• Objective
Repeat every line of the data below, requests included, and scale each point coordinate in the answers by 1.95, rounding to whole numbers with halves going up. Omit the pictures from your output.

• Records for this task
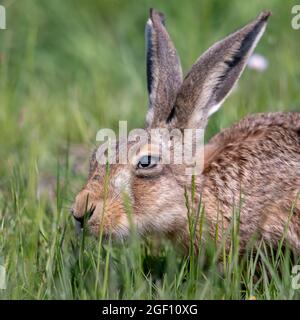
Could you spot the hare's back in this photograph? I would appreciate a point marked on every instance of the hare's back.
(258, 160)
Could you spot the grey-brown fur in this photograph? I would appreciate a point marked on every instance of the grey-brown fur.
(252, 167)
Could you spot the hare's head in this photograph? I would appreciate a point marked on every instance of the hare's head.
(144, 192)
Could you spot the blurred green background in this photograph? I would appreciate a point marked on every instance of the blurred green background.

• The response
Could you spot the hare's back in this photograph? I would appreciate a point marked on every instance of the hare's back.
(503, 312)
Could you spot the grey-brown fur in this photograph? I would appreciate a point marked on every instance of the grey-brown fur.
(491, 326)
Could you spot the hare's head in this photograph? I would appreciate a point marked on every instance of the hare's head.
(281, 374)
Could you spot the blurred green background in this photograph? I would appreciate a point marked on every instance of the blurred green background.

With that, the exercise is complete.